> Exercise
Exactly as they appear, set down all of the records.

Natural language region descriptions
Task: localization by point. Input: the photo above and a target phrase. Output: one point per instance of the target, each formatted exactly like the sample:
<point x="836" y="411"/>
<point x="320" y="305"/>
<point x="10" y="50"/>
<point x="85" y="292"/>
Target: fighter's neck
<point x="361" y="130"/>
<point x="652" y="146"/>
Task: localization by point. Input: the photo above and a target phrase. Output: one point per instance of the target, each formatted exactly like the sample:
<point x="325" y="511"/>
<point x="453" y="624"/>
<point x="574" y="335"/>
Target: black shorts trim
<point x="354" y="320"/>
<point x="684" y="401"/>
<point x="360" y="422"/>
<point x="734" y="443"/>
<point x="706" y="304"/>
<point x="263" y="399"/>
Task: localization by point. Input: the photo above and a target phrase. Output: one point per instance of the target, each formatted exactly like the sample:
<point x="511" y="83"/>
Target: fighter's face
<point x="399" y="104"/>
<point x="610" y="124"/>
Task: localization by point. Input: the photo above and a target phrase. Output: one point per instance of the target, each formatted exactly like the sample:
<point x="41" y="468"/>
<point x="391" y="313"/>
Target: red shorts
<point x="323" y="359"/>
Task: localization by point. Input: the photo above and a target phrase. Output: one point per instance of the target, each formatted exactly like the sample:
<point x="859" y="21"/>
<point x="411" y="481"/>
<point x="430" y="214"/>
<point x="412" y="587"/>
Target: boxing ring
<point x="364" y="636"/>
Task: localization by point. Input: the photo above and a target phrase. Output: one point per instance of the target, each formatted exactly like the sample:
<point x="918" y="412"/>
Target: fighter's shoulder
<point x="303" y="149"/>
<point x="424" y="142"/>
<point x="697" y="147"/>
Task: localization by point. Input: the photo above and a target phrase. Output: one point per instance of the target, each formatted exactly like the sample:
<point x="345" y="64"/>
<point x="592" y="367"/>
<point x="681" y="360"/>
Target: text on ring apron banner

> Written solution
Task: localization by point. Input: the photo above and a target phrase. Output: one point per instance of the target, each formatted exactly like the sample:
<point x="836" y="411"/>
<point x="320" y="305"/>
<point x="10" y="50"/>
<point x="85" y="292"/>
Target: fighter's neck
<point x="361" y="130"/>
<point x="652" y="146"/>
Task: localization by point. Input: the photo above and a target phrase. Output: one point per instance of the target, each formatted exactly like the sample:
<point x="325" y="511"/>
<point x="453" y="624"/>
<point x="574" y="335"/>
Target: black shorts trim
<point x="354" y="320"/>
<point x="684" y="401"/>
<point x="360" y="422"/>
<point x="734" y="443"/>
<point x="706" y="304"/>
<point x="263" y="399"/>
Task: localization by point. Input: the photo above and a target phrase. Output: one point per instance of the target, each formatted exactly like the sample:
<point x="511" y="83"/>
Target: fighter's face
<point x="399" y="104"/>
<point x="610" y="124"/>
Task: localization by point. Input: the photo above and a target phrase. Output: one point per instance of the target, each formatted exactly like the sample:
<point x="41" y="468"/>
<point x="391" y="313"/>
Target: red shorts
<point x="323" y="359"/>
Task: localization by point. Input: the photo above and a target phrase. Output: one point per instance of the target, each formatted exactly like the sample:
<point x="859" y="21"/>
<point x="411" y="481"/>
<point x="430" y="214"/>
<point x="412" y="587"/>
Target: boxing ring
<point x="364" y="636"/>
Task: localization by point. Input: the photo above and a target phrase. Output: one point per instance of the target, each formatted exactly like the sample:
<point x="918" y="412"/>
Target: fighter's shoulder
<point x="303" y="149"/>
<point x="424" y="142"/>
<point x="697" y="147"/>
Task: localization by point. Input: the photo above and a target phrase. Output: one point per instance of the target, each formatted exactly like the sample:
<point x="345" y="64"/>
<point x="592" y="367"/>
<point x="681" y="360"/>
Target: text on ring apron banner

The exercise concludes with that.